Work required » Please return every line of the items below that contains the string "planter", matching case exactly.

────────────────────

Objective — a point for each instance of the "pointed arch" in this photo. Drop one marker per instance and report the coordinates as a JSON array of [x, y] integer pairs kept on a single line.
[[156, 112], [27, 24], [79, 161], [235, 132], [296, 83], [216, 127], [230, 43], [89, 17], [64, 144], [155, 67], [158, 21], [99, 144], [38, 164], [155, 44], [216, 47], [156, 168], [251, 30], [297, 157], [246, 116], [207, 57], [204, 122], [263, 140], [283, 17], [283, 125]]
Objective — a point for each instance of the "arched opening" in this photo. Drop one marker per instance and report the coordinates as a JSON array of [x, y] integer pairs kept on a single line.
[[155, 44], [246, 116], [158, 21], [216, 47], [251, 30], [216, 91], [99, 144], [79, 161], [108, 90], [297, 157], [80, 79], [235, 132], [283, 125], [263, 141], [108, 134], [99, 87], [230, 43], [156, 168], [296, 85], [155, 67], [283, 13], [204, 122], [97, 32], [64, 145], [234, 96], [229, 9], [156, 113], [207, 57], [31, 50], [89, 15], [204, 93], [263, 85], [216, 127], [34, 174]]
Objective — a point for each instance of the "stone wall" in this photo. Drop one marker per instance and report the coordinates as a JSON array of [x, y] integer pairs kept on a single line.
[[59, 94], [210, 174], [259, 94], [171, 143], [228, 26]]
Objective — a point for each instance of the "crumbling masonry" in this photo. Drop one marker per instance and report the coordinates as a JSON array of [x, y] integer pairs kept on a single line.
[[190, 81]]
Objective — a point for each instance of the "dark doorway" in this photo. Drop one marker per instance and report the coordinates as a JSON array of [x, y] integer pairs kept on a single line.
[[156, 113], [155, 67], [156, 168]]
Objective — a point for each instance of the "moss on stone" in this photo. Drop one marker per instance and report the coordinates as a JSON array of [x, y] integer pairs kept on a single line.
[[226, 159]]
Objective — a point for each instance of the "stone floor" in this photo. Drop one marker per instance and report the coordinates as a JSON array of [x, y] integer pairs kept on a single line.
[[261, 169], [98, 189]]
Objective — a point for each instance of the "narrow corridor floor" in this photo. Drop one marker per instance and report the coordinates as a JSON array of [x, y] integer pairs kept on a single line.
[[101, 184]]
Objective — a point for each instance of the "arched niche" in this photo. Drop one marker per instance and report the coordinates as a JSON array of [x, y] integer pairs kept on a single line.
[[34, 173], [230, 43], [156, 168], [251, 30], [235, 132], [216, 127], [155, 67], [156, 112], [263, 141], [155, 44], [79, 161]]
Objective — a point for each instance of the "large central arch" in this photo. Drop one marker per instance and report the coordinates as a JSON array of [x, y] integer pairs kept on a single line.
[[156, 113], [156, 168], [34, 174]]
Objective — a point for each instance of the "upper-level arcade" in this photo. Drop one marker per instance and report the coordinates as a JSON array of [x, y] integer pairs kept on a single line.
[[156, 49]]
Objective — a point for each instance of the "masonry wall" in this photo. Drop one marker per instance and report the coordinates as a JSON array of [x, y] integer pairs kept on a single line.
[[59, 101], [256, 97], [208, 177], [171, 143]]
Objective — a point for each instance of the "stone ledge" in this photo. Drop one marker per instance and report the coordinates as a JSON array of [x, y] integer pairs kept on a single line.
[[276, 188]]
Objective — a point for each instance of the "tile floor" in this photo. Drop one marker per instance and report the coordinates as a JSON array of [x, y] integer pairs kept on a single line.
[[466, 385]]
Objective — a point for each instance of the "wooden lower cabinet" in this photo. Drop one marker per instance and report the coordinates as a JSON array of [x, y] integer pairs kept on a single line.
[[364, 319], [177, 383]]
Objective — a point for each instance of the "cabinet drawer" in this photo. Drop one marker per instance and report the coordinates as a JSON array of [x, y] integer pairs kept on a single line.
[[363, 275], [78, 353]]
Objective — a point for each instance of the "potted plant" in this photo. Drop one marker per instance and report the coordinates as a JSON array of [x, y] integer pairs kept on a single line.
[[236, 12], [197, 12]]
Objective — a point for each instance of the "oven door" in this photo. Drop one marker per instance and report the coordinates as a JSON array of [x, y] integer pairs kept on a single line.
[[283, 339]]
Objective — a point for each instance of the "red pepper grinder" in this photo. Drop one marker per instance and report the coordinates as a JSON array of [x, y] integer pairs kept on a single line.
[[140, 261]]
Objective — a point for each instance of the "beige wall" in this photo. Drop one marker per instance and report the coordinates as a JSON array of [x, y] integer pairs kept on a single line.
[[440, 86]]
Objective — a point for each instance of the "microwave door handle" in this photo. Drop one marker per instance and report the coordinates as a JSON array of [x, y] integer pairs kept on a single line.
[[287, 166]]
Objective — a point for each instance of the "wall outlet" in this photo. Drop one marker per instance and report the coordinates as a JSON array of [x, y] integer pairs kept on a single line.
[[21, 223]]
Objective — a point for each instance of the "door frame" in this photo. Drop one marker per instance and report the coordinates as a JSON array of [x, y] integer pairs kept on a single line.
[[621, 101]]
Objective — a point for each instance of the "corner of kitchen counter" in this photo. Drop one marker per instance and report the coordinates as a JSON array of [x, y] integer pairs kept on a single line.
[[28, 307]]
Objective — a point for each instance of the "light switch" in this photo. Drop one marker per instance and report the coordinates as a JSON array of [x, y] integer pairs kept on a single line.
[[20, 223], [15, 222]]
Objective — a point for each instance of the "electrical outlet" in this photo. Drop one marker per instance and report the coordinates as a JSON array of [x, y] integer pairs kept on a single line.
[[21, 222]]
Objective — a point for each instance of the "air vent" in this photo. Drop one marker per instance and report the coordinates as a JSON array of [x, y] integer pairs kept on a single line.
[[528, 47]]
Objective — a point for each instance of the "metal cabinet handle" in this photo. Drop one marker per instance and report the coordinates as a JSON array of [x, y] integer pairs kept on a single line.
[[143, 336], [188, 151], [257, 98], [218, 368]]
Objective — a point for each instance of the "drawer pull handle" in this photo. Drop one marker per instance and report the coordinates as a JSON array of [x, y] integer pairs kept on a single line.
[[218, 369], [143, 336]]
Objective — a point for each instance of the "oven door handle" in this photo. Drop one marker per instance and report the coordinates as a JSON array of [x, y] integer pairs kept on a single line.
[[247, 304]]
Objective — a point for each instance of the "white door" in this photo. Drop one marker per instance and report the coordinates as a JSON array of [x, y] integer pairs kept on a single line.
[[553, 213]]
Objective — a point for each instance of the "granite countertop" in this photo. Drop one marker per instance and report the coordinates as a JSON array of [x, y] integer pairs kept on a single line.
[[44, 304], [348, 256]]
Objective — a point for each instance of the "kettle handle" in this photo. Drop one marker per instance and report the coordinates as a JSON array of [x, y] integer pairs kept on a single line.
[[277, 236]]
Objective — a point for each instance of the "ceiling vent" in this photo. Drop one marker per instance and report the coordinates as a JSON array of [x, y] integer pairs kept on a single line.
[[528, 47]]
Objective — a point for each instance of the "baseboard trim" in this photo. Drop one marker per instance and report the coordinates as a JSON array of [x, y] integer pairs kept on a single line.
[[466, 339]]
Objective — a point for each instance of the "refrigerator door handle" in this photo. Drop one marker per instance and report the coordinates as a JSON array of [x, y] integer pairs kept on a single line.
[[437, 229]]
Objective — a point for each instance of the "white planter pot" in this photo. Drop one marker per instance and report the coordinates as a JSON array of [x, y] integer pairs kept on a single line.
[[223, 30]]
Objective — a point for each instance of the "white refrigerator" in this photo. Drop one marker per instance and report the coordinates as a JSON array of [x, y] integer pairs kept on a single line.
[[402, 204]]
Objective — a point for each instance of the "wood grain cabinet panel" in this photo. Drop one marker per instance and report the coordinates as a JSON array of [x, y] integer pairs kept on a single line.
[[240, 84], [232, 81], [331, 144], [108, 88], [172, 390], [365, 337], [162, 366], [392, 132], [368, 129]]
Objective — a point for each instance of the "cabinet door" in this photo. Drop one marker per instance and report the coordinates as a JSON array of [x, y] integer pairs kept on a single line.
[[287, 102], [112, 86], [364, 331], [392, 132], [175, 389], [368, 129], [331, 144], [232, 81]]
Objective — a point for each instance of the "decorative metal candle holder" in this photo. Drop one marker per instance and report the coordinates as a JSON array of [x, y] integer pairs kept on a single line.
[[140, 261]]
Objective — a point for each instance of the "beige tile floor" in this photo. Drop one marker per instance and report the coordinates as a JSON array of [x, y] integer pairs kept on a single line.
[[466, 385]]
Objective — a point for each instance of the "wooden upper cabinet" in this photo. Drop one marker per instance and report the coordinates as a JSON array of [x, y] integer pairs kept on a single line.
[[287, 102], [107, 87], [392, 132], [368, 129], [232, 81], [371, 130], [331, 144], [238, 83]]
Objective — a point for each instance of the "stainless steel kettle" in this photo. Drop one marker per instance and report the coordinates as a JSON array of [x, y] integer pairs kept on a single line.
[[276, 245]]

────────────────────

The response »
Objective — a point for each instance of the "white planter pot" in this photo. Drop one marker per instance and report the coordinates as a JSON array of [x, y] integer pairs kept on a single line.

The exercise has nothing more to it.